Set down exactly the lines from the one containing "Where can you find the sweater" through the end of the records below, both included, and nothing else.

■ **Given records**
------------------------------------------------------------------------

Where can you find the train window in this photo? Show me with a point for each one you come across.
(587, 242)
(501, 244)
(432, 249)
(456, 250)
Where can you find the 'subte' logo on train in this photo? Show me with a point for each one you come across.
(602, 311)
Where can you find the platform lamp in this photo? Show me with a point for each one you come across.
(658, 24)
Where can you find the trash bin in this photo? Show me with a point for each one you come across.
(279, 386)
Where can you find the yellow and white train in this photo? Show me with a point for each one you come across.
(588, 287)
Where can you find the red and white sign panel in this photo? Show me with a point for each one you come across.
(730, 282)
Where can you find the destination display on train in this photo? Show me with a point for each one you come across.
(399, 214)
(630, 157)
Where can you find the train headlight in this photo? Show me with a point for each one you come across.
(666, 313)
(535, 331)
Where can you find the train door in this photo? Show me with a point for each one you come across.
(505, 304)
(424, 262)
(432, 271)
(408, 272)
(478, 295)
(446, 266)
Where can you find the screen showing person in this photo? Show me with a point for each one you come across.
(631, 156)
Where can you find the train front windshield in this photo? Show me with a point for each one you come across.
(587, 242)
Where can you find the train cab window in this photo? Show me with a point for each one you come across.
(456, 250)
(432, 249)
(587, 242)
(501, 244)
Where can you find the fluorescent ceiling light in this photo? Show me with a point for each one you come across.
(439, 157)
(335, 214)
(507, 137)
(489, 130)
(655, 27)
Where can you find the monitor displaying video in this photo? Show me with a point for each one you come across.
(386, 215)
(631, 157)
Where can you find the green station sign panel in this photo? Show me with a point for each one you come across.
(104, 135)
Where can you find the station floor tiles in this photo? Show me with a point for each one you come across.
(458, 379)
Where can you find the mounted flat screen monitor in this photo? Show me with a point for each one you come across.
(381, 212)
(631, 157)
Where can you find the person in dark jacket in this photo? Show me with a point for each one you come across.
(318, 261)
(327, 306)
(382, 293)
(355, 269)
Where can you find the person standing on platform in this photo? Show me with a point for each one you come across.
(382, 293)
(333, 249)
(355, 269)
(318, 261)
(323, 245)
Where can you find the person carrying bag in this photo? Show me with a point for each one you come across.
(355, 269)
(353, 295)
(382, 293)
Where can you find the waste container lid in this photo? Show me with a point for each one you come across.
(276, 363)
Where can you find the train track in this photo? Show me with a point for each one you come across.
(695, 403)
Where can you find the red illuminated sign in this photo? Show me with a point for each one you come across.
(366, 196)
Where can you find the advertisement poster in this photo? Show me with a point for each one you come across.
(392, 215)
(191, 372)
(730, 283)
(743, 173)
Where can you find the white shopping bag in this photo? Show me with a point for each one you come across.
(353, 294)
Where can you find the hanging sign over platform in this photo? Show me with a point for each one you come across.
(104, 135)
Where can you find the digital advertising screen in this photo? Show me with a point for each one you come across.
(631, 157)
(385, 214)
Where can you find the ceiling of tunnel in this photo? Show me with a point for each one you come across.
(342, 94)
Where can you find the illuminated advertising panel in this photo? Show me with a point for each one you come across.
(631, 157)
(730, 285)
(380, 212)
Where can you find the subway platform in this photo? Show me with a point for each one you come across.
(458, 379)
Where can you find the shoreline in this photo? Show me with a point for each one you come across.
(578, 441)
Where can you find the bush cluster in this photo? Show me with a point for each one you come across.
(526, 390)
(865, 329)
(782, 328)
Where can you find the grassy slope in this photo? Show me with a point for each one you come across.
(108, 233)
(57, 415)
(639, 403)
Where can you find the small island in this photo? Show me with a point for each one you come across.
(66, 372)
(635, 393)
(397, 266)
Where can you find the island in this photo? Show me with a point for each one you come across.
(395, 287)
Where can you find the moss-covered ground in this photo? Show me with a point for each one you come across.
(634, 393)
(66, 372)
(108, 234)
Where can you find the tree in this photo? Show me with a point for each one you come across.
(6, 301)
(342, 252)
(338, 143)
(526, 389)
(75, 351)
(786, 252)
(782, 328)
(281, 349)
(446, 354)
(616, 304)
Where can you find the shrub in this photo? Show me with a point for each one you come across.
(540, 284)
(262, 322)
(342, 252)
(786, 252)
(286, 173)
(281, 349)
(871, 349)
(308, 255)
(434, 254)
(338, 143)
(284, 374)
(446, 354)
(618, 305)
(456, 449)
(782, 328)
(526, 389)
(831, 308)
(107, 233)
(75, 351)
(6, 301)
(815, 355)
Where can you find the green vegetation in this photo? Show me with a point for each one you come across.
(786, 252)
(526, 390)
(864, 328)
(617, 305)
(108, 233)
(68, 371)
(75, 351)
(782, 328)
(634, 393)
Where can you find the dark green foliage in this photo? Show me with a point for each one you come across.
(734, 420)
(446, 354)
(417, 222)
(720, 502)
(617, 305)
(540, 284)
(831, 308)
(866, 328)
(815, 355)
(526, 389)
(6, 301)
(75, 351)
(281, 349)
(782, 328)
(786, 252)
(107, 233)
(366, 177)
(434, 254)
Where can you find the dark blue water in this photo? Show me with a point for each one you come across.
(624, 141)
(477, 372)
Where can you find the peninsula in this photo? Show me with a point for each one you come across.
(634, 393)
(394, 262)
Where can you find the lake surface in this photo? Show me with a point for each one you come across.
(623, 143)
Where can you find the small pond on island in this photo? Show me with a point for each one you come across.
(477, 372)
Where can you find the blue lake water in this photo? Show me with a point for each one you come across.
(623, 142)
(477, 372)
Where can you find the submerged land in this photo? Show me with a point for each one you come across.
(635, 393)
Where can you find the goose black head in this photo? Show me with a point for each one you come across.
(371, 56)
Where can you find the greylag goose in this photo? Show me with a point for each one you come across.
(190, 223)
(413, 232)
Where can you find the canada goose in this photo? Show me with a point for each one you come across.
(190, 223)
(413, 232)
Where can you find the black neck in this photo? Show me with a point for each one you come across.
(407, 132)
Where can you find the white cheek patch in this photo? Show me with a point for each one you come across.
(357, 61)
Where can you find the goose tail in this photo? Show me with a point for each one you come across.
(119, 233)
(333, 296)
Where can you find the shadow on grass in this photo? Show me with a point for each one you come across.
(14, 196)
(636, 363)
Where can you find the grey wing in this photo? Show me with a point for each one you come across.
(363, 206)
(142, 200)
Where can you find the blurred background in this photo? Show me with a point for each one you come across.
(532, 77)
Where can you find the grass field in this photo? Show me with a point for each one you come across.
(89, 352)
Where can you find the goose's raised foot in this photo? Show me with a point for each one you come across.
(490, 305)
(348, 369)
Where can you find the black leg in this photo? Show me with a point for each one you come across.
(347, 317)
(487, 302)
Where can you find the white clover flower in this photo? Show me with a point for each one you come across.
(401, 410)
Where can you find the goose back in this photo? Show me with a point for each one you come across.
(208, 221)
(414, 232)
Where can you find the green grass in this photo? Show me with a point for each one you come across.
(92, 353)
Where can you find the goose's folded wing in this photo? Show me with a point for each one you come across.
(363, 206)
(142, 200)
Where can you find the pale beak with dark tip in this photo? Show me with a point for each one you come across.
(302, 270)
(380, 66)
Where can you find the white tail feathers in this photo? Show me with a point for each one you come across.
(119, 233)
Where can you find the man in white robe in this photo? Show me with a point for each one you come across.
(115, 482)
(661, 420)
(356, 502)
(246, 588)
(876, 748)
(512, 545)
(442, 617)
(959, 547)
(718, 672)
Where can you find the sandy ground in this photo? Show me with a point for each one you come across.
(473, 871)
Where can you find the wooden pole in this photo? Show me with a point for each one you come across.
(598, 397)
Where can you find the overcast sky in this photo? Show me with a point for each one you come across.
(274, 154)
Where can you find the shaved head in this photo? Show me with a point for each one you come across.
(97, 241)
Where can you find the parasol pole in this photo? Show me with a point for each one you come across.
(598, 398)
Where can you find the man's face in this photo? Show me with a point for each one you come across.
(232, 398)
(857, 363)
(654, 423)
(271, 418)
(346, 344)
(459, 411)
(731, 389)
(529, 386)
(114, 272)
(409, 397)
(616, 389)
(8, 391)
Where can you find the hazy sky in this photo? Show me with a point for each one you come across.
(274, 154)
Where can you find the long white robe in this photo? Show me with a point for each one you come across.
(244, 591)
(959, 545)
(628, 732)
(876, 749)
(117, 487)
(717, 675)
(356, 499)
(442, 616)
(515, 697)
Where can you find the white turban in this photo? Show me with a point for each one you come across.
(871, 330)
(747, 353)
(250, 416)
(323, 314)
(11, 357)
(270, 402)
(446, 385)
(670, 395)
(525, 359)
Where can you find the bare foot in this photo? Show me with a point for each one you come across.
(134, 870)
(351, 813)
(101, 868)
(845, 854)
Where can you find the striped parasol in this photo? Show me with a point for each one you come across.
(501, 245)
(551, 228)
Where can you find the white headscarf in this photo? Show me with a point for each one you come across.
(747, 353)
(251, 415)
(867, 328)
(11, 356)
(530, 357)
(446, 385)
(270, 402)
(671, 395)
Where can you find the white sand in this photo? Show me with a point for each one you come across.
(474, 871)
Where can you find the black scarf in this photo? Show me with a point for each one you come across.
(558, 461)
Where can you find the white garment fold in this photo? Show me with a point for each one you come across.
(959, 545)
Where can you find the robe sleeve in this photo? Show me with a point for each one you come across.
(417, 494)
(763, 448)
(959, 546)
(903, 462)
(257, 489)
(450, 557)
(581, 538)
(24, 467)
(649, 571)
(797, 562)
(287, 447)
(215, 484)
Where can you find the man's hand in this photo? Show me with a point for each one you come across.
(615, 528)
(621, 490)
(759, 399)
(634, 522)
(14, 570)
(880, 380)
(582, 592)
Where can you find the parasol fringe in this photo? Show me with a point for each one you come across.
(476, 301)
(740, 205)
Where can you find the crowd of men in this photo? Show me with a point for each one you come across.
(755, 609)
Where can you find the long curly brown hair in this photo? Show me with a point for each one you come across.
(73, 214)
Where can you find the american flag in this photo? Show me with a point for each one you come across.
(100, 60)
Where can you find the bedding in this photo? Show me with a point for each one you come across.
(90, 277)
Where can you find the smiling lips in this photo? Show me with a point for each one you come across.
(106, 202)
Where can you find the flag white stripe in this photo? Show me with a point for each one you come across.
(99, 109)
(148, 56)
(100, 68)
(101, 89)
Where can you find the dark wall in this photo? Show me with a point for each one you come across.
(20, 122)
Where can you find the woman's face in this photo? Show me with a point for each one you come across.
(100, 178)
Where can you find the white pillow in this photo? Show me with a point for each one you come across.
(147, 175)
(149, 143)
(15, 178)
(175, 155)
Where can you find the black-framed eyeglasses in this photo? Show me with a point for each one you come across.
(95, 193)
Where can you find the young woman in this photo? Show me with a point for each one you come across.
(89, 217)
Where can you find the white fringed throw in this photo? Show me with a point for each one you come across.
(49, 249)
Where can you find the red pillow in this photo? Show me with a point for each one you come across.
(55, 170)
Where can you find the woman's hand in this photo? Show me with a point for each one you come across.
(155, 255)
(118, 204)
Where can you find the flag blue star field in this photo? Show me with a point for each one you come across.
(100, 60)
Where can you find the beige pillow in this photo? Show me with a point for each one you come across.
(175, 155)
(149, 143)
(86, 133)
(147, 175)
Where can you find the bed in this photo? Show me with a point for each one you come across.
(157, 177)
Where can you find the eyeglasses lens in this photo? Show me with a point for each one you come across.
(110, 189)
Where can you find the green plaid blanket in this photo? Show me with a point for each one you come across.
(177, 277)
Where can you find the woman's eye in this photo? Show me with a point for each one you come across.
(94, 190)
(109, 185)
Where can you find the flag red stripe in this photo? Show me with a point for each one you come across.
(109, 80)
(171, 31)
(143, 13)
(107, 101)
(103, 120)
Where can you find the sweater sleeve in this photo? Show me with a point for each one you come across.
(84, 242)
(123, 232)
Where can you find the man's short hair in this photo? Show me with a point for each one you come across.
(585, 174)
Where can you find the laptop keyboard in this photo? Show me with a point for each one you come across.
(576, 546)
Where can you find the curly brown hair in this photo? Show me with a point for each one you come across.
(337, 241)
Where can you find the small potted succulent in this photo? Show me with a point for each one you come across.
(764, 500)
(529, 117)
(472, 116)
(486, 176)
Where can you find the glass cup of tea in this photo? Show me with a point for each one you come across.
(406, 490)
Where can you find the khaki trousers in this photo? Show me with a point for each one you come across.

------------------------------------------------------------------------

■ **Task solution**
Where can you find the sweater sleeve in this photo? Show me with a point for each one you come across.
(84, 242)
(123, 232)
Where can you find the man's short hair in this photo? Show me with a point for each one you come across.
(585, 174)
Where can you find the laptop keyboard in this photo? Show me with a point for each one you come across.
(576, 546)
Where can you find the curly brown hair in this photo? Show me with a point for each one you come across.
(337, 241)
Where can you find the small potted succulent in this photo? Show me with a point for each one you come across.
(764, 500)
(529, 117)
(472, 116)
(486, 176)
Where can you find the glass cup of tea in this photo? Show me with a point for each one you come across.
(406, 490)
Where can you find the khaki trousers in this photo? Show me with a point for each one you come across.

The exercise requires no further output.